I grew up in Durham, New Hampshire, a small town with little to distinguish it but the siting of the University of New Hampshire in the early part of last century. Because of its UNH DNA, Durham has quite an elevated view of itself, and those of us from the town share that feeling. College towns are by nature filled with transients—a quarter or more of the student population turns over every year, and no campus is complete with academic gypsies and hangers-on, adjuncts and instructors of various kinds. Still, Durham did have a core population of tenured professors, college administrators, farmers and descendants of the families that gave names to its streets.
My mother moved to Durham in 1939, when she was 10. My grandfather, Phil Barton, after running schools in Colebrook and Weare for 10 years, was invited to UNH to teach and start the Thompson School of Applied Science, an affiliated two-year degree program. Without wanting to besmirch his memory—something I’ve done enough of in other areas—I must point out UNH honored him in 1970 by building the ugliest building on campus and naming it after him. You could look it up.

● **INFORMATION GIVEN**
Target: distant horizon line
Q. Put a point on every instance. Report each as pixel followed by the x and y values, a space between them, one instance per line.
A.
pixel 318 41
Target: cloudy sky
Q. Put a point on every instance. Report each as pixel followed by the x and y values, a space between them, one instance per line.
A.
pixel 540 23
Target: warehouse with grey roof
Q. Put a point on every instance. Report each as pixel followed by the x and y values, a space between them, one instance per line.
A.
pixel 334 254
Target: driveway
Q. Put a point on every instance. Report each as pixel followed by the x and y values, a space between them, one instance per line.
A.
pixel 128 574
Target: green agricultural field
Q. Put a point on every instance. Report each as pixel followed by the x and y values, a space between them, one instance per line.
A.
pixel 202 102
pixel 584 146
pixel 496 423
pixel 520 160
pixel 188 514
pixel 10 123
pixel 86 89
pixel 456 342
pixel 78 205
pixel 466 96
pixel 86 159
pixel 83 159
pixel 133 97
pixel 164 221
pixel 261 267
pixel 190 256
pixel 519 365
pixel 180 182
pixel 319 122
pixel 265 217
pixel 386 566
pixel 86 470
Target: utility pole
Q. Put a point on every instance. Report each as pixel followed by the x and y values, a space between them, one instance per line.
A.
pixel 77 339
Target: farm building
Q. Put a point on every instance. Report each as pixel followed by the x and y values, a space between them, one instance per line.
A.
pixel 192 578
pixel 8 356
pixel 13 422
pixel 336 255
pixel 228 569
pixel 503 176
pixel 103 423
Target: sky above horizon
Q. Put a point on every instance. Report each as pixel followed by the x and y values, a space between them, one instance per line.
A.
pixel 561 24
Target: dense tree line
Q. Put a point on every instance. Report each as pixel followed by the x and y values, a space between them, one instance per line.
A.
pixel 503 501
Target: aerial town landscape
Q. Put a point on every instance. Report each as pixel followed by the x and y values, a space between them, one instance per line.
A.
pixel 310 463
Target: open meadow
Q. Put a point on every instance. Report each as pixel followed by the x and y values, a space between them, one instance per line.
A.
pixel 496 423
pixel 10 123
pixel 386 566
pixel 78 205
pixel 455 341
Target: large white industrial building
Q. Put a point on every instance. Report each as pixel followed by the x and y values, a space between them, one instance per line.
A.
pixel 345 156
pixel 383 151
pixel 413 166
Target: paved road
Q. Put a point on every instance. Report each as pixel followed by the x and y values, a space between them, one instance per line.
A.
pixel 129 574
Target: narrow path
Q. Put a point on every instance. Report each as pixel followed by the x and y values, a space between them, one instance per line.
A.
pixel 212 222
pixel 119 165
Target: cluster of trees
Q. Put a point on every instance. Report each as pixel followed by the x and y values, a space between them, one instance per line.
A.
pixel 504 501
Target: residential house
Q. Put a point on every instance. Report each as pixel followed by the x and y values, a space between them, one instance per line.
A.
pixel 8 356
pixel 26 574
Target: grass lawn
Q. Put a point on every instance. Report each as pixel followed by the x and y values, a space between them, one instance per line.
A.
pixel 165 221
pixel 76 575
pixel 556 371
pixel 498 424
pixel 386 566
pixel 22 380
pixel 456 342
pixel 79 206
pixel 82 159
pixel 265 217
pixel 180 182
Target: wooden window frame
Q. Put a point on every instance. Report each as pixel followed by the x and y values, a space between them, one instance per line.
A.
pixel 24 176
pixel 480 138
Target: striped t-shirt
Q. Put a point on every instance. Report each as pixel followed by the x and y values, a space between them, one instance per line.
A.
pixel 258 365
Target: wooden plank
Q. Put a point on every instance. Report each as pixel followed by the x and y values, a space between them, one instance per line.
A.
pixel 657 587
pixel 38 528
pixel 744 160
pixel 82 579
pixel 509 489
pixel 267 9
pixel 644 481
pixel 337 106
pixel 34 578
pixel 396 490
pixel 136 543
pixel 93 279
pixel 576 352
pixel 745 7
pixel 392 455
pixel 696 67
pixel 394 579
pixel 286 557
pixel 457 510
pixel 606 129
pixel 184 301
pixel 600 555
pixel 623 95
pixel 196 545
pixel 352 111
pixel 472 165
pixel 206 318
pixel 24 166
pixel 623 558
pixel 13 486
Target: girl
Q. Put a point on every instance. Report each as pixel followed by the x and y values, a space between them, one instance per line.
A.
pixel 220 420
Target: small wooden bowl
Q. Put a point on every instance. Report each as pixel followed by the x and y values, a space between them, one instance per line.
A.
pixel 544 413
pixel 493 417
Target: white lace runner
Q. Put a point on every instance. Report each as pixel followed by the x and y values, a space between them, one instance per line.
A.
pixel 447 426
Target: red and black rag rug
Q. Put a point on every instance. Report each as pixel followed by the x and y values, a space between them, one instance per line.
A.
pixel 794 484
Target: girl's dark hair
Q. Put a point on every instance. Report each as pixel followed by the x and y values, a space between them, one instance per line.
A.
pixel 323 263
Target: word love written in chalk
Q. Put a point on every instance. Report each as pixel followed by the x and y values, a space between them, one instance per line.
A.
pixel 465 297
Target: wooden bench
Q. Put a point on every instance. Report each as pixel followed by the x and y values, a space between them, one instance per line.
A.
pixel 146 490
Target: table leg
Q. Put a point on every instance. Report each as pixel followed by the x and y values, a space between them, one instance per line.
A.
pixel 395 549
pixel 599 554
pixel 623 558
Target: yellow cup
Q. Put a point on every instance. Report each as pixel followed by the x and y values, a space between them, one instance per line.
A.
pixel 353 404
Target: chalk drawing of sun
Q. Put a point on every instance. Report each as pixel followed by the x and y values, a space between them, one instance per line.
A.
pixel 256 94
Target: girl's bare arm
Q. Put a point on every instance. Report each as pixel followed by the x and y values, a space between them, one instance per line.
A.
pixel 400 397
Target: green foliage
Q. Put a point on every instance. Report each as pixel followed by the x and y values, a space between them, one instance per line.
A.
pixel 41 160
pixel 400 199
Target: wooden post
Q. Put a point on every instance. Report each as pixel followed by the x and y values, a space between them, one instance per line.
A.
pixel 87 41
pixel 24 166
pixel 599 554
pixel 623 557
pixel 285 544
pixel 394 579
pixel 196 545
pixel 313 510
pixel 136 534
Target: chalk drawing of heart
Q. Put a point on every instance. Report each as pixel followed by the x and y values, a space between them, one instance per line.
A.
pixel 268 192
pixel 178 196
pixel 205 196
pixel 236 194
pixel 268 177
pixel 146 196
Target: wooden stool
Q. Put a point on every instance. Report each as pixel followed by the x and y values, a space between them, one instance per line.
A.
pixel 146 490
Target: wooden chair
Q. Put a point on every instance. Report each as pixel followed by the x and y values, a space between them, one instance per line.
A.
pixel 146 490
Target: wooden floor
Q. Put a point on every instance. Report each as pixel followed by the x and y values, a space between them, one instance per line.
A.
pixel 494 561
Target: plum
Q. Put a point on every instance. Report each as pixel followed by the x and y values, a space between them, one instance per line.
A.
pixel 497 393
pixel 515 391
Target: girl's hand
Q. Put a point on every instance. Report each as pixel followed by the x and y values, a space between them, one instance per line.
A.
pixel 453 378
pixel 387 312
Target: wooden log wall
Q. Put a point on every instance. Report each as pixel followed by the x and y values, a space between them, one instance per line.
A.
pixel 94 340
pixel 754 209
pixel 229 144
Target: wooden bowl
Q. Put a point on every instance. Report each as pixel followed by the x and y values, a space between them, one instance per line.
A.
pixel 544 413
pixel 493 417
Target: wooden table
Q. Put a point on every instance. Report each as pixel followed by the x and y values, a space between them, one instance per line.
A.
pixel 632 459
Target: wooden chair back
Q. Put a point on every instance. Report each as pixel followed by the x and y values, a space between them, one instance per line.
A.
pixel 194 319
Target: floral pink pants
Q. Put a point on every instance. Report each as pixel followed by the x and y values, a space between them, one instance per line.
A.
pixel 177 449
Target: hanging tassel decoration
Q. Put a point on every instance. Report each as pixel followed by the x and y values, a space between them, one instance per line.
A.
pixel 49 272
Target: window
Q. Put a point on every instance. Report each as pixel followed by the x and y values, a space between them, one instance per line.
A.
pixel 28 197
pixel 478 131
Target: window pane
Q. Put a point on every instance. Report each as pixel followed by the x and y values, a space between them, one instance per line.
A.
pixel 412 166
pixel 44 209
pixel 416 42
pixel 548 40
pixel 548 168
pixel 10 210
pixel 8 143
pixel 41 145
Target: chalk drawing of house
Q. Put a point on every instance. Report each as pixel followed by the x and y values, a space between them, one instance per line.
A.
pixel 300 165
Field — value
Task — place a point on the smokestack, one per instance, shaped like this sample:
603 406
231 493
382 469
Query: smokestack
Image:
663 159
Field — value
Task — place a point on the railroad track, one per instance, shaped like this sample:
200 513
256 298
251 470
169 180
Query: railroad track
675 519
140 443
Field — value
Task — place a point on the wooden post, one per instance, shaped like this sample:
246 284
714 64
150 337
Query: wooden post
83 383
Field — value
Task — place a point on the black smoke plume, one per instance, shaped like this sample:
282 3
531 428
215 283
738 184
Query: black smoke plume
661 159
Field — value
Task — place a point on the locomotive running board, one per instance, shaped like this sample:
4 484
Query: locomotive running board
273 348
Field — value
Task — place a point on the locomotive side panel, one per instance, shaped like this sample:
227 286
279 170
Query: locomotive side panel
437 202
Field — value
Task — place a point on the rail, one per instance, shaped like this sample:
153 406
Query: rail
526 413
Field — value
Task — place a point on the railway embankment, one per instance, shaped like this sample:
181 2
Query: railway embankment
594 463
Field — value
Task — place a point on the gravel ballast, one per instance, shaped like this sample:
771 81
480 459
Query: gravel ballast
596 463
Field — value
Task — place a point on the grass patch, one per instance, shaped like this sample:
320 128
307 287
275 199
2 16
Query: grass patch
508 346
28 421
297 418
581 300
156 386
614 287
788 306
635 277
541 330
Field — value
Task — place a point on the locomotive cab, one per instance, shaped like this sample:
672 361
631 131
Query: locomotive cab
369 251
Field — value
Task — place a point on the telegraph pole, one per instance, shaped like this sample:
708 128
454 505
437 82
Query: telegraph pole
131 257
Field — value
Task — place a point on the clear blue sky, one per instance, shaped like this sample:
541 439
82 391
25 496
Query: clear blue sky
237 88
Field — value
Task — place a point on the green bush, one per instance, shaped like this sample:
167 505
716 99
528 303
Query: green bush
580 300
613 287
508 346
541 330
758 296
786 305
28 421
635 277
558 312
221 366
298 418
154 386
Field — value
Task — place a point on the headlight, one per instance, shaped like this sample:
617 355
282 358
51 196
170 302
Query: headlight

● **WHAT YOU NEED TO DO**
1 > Repeat the passage about Durham word for word, between "My mother moved" and "look it up.", inclusive.
2 > According to the passage about Durham, what program was Phil Barton invited to UNH to start?

● **ANSWER SET**
1 >
My mother moved to Durham in 1939, when she was 10. My grandfather, Phil Barton, after running schools in Colebrook and Weare for 10 years, was invited to UNH to teach and start the Thompson School of Applied Science, an affiliated two-year degree program. Without wanting to besmirch his memory—something I’ve done enough of in other areas—I must point out UNH honored him in 1970 by building the ugliest building on campus and naming it after him. You could look it up.

2 > The Thompson School of Applied Science, an affiliated two-year degree program.